OPBOUW
VAN DE VLIEGER
De vlieger is samengesteld uit een voorzeil (A). een achterzeil (B), een
voorkiel (C), een achterkiel (D), de staander (E) en de spreider (F) met
aan de achterzijde ook nog een whisker (G). De kielen zijn verbonden met
het opspanlijntje (H).
ZEILEN
Vervaardig eerst van de zeilen en kielen een mal uit karton. Hou
rekening met de zoomtoeslag!
De mal voor de onderste kiel moet worden voorzien van een gebogen
zijde. Die kan worden bepaald door de staander die kromme te geven
(opspannen met een lijntje) die volgens de tekening (Zijaanzicht) nodig
is. Is dit alles gelukt is een controle op de maatvoering van alle delen
die aan elkaar moeten komen eenvoudig uit te voeren. Snij de onderdelen
uit. Alle spinnaker onderdelen dient men te voorzien van
dacronverstevigingen en opspanmogelijkheden. De zeilen worden afgewerkt
met spinnakerzoomband.
De tunnel van de staander van beide kielen wordt gevormd door de stof
terug te slaan en zodat een tunnel ontstaat. Zie detailtekening (A-A).
De zeilen samenvoegen door de kiel tussen de twee zeilen te leggen. Hou
rekening met het feit dat de zoom aan de achterzijde moet komen. Na het
samenvoegen de zoom platstikken aan een van de zeilen. Zie
detailtekening (B-B).
De tunnel van de spreider is gemaakt van dacronband van 4 cm breed. Vouw
eerst de strook dubbel en pers de naad stevig zodat die duidelijk
aanwezig blijft. Leg de voorste stofrand van het achterzeil in de strook
dacron tegen de vouw aan en speld de dacronstrook dicht. Nu de strook
vaststikken aan het zeil. Zie detailtekening (C-C). Voor de whisker
dient men een paar tasjes te vervaardigen. Voer die uit in dubbele
dacron zodat de glasfiberstaaf er niet doorheen kan prikken. Aan het
achterzeil dient men ook een toombevestiging te naaien. Hiervoor kan een
lusje worden gemaakt van in vieren gevouwen spinnakerzoomband. Over de
tunnel heen vouwen en vaststikken achter de vrij te houden tunnel. De
staander moet er goed kunnen passeren. Op alle punten waar we de vlieger
opspannen etc. maken we dacron versterkingen. Aan de top een lusje
naaien waar de splitdop in komt. Dit lusje maak je van een lijntje wat
op de dacronverstevigingen wordt vastgenaaid. De punten van de voor- en
achterzeilen worden ook voorzien van een opspanlijntje. Dit bevestigen
we later aan de splitdoppen die aan de uiteinden van de spreider komen.

### Wat te doen:
a) Kun je het stuk van de bouwbeschrijving van de vlieger woordelijk overnemen, beginnend bij "De mal voor" en eindigend bij "met spinnakerzoomband."?
b) Kun je de regels van de invoer, beginnend bij het begin van de invoer en eindigend bij de regel met "Return the outline of every instance of the grass." (die regel inbegrepen), herschrijven als een JSON-lijst van strings, met één string per regel en zonder lege regels?

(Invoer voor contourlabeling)
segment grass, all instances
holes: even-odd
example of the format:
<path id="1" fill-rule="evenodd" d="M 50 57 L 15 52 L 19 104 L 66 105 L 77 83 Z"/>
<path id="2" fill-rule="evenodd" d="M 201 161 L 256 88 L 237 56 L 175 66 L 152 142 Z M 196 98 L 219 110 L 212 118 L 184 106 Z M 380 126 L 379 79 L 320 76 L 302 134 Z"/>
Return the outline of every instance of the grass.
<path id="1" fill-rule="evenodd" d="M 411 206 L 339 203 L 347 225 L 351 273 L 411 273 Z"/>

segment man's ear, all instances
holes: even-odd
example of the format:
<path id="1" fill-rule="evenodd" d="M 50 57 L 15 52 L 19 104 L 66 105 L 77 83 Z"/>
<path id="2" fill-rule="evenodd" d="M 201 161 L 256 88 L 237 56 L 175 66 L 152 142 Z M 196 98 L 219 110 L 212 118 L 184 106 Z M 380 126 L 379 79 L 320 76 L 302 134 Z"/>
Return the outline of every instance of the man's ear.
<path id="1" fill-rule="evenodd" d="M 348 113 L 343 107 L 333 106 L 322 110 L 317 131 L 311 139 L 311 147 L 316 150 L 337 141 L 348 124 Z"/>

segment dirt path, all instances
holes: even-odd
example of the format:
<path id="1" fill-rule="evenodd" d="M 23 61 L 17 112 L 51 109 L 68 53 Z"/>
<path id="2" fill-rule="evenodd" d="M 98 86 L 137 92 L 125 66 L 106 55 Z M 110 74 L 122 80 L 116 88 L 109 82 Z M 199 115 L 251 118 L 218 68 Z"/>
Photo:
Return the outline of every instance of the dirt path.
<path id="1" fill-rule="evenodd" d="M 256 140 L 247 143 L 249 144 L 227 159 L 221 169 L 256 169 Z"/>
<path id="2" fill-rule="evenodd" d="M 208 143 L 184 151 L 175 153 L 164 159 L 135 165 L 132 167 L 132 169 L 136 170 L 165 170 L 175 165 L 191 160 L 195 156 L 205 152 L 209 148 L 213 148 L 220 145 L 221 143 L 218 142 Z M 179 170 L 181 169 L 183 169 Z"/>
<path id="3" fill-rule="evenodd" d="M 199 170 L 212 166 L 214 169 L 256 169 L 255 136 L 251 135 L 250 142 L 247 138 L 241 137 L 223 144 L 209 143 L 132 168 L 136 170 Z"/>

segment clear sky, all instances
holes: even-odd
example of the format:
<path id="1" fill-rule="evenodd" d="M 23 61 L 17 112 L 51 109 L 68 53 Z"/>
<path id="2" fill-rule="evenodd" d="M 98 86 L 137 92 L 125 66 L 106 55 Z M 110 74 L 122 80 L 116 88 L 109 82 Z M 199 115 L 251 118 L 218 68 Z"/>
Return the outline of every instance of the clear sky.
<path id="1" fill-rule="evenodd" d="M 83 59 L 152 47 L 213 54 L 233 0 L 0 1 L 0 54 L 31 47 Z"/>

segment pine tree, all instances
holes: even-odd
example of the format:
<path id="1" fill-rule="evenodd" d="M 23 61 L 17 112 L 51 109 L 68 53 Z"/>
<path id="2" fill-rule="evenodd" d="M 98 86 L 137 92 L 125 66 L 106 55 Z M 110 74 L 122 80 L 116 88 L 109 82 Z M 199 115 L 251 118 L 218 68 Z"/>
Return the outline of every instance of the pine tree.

### Volledige antwoorden:
a)
De mal voor de onderste kiel moet worden voorzien van een gebogen
zijde. Die kan worden bepaald door de staander die kromme te geven
(opspannen met een lijntje) die volgens de tekening (Zijaanzicht) nodig
is. Is dit alles gelukt is een controle op de maatvoering van alle delen
die aan elkaar moeten komen eenvoudig uit te voeren. Snij de onderdelen
uit. Alle spinnaker onderdelen dient men te voorzien van
dacronverstevigingen en opspanmogelijkheden. De zeilen worden afgewerkt
met spinnakerzoomband.

b)
[
  "segment grass, all instances",
  "holes: even-odd",
  "example of the format:",
  "<path id=\"1\" fill-rule=\"evenodd\" d=\"M 50 57 L 15 52 L 19 104 L 66 105 L 77 83 Z\"/>",
  "<path id=\"2\" fill-rule=\"evenodd\" d=\"M 201 161 L 256 88 L 237 56 L 175 66 L 152 142 Z M 196 98 L 219 110 L 212 118 L 184 106 Z M 380 126 L 379 79 L 320 76 L 302 134 Z\"/>",
  "Return the outline of every instance of the grass."
]